Material for this exercise -
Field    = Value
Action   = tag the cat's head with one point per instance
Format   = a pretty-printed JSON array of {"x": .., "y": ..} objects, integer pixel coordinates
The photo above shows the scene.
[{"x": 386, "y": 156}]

Exercise requirements - Turn the items into a JSON list of strings, one string per line, leaving out any blank lines.

Final answer -
[
  "Field    = Value",
  "Action   = tag the cat's head with one point per instance",
  "Format   = a pretty-printed JSON array of {\"x\": .., \"y\": ..} objects, integer pixel coordinates",
  "The photo above shows the scene.",
  "[{\"x\": 386, \"y\": 156}]"
]